** Problem statement **
Transcribe the data line for line, beginning with its very first line and stopping after the line that contains "pixel 552 302".

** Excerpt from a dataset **
--------------------

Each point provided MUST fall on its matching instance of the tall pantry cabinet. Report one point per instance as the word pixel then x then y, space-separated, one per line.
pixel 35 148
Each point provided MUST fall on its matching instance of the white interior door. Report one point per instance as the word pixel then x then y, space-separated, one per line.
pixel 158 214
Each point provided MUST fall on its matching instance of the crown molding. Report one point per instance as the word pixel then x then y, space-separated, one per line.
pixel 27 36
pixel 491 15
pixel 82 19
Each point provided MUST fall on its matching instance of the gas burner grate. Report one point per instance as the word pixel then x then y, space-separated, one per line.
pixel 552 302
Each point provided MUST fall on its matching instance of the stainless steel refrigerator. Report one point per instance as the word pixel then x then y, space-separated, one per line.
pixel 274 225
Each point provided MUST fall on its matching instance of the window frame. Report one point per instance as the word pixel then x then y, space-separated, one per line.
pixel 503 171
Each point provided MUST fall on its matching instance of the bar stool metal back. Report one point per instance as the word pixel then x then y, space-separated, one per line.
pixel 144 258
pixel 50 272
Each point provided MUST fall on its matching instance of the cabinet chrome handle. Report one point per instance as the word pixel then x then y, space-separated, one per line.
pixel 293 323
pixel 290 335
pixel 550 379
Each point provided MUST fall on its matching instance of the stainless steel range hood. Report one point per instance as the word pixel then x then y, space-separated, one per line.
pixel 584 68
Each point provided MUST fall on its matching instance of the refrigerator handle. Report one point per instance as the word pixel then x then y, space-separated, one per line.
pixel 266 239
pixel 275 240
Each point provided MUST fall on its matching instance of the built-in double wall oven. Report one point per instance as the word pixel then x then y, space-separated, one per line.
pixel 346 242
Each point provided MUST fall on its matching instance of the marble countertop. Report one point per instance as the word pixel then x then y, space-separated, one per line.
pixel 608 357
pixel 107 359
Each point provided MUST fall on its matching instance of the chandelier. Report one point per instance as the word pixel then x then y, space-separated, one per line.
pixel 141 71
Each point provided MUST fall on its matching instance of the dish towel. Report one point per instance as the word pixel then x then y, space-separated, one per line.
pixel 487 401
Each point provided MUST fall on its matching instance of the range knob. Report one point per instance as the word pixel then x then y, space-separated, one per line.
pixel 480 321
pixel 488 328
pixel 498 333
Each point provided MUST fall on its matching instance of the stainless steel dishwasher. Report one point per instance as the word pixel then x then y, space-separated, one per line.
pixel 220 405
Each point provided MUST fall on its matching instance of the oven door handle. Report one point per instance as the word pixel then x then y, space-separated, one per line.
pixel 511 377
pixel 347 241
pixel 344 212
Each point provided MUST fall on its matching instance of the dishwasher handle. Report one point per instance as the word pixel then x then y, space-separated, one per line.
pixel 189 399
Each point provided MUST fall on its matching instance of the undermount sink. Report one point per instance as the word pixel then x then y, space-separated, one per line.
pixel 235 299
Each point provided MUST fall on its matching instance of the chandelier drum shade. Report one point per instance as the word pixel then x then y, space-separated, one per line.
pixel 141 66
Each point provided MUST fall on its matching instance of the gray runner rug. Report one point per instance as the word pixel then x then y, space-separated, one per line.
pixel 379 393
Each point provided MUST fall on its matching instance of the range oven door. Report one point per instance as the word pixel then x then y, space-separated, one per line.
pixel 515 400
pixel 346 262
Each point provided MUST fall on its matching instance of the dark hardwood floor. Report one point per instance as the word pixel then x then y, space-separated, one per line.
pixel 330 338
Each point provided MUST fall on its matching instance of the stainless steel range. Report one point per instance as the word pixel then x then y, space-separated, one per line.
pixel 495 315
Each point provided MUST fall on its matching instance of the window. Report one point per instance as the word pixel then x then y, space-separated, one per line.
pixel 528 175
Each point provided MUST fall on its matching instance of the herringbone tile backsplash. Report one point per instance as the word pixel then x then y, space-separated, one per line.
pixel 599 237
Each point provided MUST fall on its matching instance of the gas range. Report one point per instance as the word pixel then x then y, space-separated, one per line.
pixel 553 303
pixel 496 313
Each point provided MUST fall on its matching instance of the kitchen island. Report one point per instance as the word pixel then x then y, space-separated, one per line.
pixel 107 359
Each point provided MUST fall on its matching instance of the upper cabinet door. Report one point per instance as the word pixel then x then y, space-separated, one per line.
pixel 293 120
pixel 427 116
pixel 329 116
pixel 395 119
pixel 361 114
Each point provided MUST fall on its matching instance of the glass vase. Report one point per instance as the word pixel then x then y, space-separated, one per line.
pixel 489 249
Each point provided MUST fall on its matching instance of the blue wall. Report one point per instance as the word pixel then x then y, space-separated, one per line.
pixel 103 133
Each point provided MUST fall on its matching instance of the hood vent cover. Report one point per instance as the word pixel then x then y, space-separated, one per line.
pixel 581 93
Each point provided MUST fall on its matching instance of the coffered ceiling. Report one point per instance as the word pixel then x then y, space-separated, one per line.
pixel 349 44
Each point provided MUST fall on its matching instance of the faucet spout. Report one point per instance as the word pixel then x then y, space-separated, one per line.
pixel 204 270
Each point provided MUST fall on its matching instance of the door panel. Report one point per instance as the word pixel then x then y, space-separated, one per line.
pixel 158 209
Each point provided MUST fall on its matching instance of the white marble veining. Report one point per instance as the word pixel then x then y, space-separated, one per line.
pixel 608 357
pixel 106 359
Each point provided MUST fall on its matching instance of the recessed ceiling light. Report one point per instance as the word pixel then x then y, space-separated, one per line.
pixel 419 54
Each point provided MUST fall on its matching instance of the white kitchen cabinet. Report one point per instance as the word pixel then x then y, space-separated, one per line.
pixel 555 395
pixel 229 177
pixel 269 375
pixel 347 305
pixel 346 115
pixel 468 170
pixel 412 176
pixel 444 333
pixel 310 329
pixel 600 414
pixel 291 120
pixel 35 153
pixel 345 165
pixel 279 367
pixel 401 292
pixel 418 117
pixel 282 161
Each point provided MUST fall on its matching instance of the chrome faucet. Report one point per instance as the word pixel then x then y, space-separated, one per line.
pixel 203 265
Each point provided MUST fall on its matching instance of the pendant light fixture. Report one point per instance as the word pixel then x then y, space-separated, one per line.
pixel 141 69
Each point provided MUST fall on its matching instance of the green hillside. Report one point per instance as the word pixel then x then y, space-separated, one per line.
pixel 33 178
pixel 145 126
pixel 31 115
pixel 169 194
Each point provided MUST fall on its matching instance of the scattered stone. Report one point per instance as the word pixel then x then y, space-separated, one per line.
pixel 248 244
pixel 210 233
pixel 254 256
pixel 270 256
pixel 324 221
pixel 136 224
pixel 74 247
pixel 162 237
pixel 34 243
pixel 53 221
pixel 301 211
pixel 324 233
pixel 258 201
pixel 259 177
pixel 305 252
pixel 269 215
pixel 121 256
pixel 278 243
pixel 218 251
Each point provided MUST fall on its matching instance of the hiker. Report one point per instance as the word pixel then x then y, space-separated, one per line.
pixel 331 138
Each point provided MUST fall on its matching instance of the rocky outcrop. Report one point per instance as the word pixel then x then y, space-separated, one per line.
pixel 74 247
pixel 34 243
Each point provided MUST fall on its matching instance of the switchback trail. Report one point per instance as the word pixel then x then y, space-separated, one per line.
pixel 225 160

--------------------

** Response to this task **
Each point provided MUST fall on its matching instance of the tall pantry cabinet. Report one point per instance as the word pixel then x then y, space-separated, one per line.
pixel 35 148
Each point provided MUST fall on its matching instance of the white interior door. Report one point per instance as the word pixel then x then y, space-separated, one per line.
pixel 158 214
Each point provided MUST fall on its matching instance of the crown molding. Report one point per instance as the word pixel then x then y, space-separated, one per line.
pixel 27 36
pixel 491 15
pixel 82 19
Each point provided MUST fall on its matching instance of the gas burner grate. Report one point per instance as the word pixel then x then y, space-separated, one per line.
pixel 552 302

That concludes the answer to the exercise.